***** Input data *****
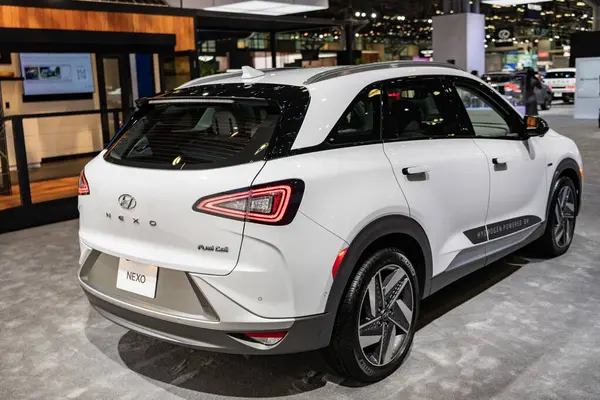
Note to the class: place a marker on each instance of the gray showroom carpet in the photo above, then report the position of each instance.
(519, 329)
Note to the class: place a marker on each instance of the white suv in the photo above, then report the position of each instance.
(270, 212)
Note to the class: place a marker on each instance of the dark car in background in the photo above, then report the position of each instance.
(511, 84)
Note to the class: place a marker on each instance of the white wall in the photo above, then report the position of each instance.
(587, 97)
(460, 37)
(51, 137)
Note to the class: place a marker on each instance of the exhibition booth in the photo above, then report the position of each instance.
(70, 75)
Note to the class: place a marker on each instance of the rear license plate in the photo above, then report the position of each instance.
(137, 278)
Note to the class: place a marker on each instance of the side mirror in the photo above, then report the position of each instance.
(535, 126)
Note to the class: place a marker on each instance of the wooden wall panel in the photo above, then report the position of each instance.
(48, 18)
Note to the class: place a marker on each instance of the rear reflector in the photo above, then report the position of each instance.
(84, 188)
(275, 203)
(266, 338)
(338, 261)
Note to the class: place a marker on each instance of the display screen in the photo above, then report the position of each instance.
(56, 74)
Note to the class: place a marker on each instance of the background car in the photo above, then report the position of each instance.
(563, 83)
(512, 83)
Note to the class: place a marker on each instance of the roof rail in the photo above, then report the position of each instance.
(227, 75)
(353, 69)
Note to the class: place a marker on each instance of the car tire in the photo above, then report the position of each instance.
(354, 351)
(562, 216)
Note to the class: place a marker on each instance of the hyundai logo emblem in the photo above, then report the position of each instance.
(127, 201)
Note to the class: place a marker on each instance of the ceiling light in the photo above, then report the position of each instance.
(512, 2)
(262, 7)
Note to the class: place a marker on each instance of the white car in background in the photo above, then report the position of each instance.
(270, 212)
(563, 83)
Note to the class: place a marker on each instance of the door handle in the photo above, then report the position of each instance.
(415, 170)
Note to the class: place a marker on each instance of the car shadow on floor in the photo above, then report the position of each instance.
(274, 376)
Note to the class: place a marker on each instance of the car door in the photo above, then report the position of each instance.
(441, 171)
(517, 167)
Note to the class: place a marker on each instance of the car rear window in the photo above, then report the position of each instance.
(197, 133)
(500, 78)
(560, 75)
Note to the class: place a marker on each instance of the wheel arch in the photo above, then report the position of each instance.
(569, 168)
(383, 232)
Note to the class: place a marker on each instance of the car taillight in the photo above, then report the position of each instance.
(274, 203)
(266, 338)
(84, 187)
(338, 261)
*****
Description of the task: Rewrite all of the entries above with "place a marker on" swapped for "put a pin on" wherever it occurs, changing nothing else. Leave the pictures out.

Written solution:
Note to the class: put a pin on each instance of the gray showroom carpet in the photo above, then report the position of each instance.
(519, 329)
Note to the class: put a pin on each instance of the white suv in the photo above, then report the position of each instance.
(270, 212)
Note to the class: put a pin on each instance of the dark car in background in the photo above, then report the position of each instance.
(511, 84)
Note to the class: put a pin on each instance of the white wall in the photo above, then report the position of each instance.
(587, 97)
(460, 37)
(51, 137)
Note to the class: put a pin on each instance of the exhibition booth in the photo above, then report the position of each instance.
(70, 75)
Note to the class: put a pin on each instance of the rear license plate in the photo above, then report the position of each instance.
(137, 278)
Note to the class: put a pin on each instance of the side mirror in the photo above, then report the position of each instance.
(535, 126)
Note to the class: put a pin on each instance of the wooden wall panel in the photo above, then report the position of each instance.
(48, 18)
Note to the class: put a pin on each instance of the rear reflector in the photo above, then report the position of each instance.
(84, 188)
(275, 203)
(266, 338)
(338, 261)
Note to the class: put a pin on each instance of the display screen in the photo above, then report the position of each instance.
(56, 74)
Note to the class: put a pin on each instance of the background car in the photo above, then report the position of each instance.
(563, 83)
(512, 83)
Note to the class: put a pin on each instance of the roof rail in the photo above, then report the position of each instance.
(227, 75)
(353, 69)
Note to the class: put a pin on each instance of the car tire in the photo above, then report the position of each instance.
(354, 351)
(562, 216)
Note to the class: put a pin on each instance of the hyundai logo emblem in the photo above, then report the position of each instance.
(127, 201)
Note to the class: put a pin on each instance of the ceiling light in the photo above, then report the position of each instance.
(512, 2)
(262, 7)
Note to the class: put a pin on each instance of the white car in background in the photo above, then report the position of each instance.
(270, 212)
(563, 83)
Note to the class: put a pin on each instance of the door handle in the photo above, then report the position of each instance.
(415, 170)
Note to the class: put a pin on each instance of the car shadow on floor in the photo above, then report the position of each instance.
(274, 376)
Note to the class: put a pin on each instance of the car door in the photo above, then report the position of each instance.
(441, 171)
(517, 167)
Note to the class: put a pin on each instance of the car rear window in the photo above, then report the position of each instance.
(197, 133)
(500, 78)
(560, 75)
Note to the class: put a pin on each instance of the wheel arch in the photo above, then report the position of each instance.
(569, 168)
(383, 232)
Note to the class: put a pin on each instance of the car taillight in the photo above, then report the position of each instance.
(274, 203)
(266, 338)
(84, 187)
(338, 261)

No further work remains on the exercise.